By Rearrangement we have \[ \frac{1}{b(a+b)}+\frac{1}{c(b+c)}+\frac{1}{a(c+a)}\geq \frac{1}{a(b+c)}+\frac{1}{b(c+a)}+\frac{1}{c(a+b)} \]also by Cauchy-Schwarz and AM-GM we have \[ 2(a+b+c)^2(\frac{1}{a(b+c)}+\frac{1}{b(c+a)}+\frac{1}{c(a+b)}) \geq 6(ab+ac+bc)(\frac{1}{a(b+c)}+\frac{1}{b(c+a)}+\frac{1}{c(a+b)})=3[a(b+c)+b(c+a)+c(a+b)](\frac{1}{a(b+c)}+\frac{1}{b(c+a)}+\frac{1}{c(a+b)}) \geq 3(1+1+1)^2=27 \]then $$\frac{1}{a(b+c)}+\frac{1}{b(c+a)}+\frac{1}{c(a+b)} \geq \frac{27}{2(a+b+c)^2}$$

sqing wrote: manlio wrote: Prove that for all positive real numbers $a,b,c$ the following inequality takes place \[ \frac{1}{b(a+b)}+ \frac{1}{c(b+c)}+ \frac{1}{a(c+a)} \geq \frac{27}{2(a+b+c)^2} . \]Laurentiu Panaitopol, Romania we will prove this stronger inequality $\frac{1}{b(a+b)}+ \frac{1}{c(b+c)}+ \frac{1}{a(c+a)} \geq\frac{9}{2(ab+bc+ca)}$ $\iff\frac{2(ab+bc+ca)}{b(a+b)}+\frac{2(ab+bc+ca)}{c(b+c)}+\frac{2(ab+bc+ca)}{a(c+a)}\geq 9.$ By AM-GM, $\sum\frac{2(ab+bc+ca)}{b(a+b)}= \sum\frac{a+c}{a+b}+\sum\frac{c}{b}+\sum\frac{a(b+c)}{b(a+b)}\geq3+3+3=9.$ 2009 Belarus: Prove that any positive real numbers a,b,c satisfy the inequlaity$$\frac{1}{(a+b)b}+\frac{1}{(b+c)c}+\frac{1}{(c+a)a}\ge \frac{9}{2(ab+bc+ca)}$$

Here is my solution i know there above correct solution also but i m just sending this for just store it and someone might understand this if something wrong in this please let me know My solution: We can see that here is very standard Problem So Lets do it Lets Apply AM-GM here, \[ \frac{1}{b(a+b)}+ \frac{1}{c(b+c)}+ \frac{1}{a(c+a)} \geq \frac{3}{\sqrt[3]{abc((a+b)(b+c)(c+a))}}\]So to make it Simple Let $X=\sqrt[3]{abc}$ and $Y=\sqrt[3]{(a+b)(b+c)(c+a)}$ So now its looks like \[ \frac{1}{b(a+b)}+ \frac{1}{c(b+c)}+ \frac{1}{a(c+a)} \geq \frac{3}{XY}\]now its looks nice then Apply some AM-GM Lets see what we find \[3\sqrt[3]{abc}=3X\leq a+b+c\implies X\leq \frac{a+b+c}{3}\]Similarly \[3\sqrt[3]{(a+b)(b+c)(c+a)}=3Y\leq a+b+b+c+c+a=2(a+b+c)\implies Y\leq \frac{2(a+b+c)}{3}\]so we can clearly see that \[XY\leq \frac{2(a+b+c)^2}{9}\]\[\implies\frac{1}{XY}\geq \frac{9}{2(a+b+c)^2}\]Now we have to Just plug it Up and we are done Demon Killed. \[ \frac{1}{b(a+b)}+ \frac{1}{c(b+c)}+ \frac{1}{a(c+a)} \geq \frac{3}{\sqrt[3]{abc((a+b)(b+c)(c+a))}}\geq \frac{3}{XY}\geq \frac{3.9}{2(a+b+c)^2}\]\[\implies \frac{1}{b(a+b)}+ \frac{1}{c(b+c)}+ \frac{1}{a(c+a)}\geq \frac{27}{2(a+b+c)^2}\]And we are done demon killed.Mission Accomplished.

_COMPLETE THE FOLLOWING_.
a) In the inequality thread, to whom is the original problem credited?
b) Copy the entries word for word, starting at the first line of the entries and ending at the line that contains "[[513, 209], [308, 210]]".

_SUPPLIED RECORDS_.
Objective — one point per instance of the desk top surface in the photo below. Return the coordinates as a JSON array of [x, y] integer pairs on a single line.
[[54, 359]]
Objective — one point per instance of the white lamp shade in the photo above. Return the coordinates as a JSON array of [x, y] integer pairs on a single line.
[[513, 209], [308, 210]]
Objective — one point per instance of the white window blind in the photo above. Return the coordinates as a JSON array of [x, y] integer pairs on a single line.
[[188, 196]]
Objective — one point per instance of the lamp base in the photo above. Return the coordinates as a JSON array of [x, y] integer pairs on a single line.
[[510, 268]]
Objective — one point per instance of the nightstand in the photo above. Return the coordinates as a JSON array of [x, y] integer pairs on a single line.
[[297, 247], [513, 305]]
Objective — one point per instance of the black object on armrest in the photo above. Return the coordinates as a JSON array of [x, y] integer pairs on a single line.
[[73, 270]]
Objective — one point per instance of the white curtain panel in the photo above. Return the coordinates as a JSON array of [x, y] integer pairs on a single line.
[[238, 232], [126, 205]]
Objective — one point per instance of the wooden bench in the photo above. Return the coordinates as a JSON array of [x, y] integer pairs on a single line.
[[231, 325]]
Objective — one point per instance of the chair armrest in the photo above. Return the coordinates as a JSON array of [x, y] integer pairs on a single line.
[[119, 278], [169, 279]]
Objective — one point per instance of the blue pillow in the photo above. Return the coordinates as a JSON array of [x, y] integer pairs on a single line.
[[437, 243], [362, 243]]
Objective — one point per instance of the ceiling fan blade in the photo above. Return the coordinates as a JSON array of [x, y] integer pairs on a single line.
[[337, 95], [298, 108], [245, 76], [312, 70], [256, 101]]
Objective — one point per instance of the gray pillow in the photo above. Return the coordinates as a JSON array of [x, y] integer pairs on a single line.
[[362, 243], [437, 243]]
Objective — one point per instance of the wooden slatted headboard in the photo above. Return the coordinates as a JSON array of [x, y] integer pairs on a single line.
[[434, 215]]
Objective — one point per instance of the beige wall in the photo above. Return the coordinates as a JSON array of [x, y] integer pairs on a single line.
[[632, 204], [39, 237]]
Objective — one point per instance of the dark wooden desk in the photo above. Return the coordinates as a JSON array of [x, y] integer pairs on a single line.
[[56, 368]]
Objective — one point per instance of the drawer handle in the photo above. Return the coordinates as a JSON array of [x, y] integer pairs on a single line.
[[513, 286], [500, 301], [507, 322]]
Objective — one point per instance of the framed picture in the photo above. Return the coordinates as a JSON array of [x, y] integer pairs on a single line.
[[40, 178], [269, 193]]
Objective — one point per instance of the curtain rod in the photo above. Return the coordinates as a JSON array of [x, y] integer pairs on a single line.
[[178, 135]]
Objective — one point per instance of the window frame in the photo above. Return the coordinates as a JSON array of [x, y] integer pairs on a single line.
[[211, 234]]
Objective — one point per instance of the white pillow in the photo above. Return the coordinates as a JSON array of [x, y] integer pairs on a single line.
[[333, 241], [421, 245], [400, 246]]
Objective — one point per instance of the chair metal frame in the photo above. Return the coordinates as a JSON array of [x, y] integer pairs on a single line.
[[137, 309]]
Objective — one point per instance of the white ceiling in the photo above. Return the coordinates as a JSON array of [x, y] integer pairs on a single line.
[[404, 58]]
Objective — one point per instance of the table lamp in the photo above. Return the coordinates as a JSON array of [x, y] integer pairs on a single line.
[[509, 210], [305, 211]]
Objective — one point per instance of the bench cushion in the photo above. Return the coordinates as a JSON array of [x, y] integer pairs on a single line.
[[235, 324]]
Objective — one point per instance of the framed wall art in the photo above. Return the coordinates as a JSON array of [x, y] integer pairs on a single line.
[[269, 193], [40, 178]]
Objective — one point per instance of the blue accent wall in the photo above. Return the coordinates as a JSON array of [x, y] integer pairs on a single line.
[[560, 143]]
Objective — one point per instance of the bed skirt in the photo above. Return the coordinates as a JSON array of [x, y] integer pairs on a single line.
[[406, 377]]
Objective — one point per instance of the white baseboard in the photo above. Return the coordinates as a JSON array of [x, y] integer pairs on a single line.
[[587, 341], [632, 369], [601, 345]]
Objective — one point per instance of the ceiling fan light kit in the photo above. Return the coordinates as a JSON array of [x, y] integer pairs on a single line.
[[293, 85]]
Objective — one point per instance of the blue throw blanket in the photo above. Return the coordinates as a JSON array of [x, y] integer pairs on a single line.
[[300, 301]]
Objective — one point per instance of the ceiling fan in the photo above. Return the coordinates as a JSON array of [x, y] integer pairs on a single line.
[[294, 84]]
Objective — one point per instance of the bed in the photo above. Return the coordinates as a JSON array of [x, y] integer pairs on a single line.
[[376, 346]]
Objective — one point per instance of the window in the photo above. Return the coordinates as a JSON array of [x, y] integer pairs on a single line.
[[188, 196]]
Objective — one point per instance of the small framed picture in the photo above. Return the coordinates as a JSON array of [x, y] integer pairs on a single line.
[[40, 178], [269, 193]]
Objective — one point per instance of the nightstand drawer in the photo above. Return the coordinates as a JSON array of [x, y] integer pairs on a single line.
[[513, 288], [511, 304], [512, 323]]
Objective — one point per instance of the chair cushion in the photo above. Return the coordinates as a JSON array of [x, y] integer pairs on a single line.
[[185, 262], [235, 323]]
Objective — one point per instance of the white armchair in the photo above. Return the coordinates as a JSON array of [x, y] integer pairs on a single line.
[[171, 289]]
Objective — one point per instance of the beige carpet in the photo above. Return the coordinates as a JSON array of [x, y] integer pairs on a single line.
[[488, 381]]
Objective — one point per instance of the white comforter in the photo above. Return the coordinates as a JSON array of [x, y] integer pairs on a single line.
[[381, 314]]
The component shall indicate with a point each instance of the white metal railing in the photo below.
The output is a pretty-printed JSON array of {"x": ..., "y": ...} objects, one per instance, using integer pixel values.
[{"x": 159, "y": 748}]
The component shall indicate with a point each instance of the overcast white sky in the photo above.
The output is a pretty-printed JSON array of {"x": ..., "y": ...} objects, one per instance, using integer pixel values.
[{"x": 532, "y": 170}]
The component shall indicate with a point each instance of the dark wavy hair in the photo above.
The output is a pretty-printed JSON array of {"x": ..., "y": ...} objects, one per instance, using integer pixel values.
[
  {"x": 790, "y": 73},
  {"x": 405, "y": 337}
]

_ANSWERS GIVEN_.
a) Laurentiu Panaitopol, Romania

b)
Objective — one point per instance of the desk top surface in the photo below. Return the coordinates as a JSON array of [x, y] integer pairs on a single line.
[[54, 359]]
Objective — one point per instance of the white lamp shade in the photo above. Return the coordinates as a JSON array of [x, y] integer pairs on a single line.
[[513, 209], [308, 210]]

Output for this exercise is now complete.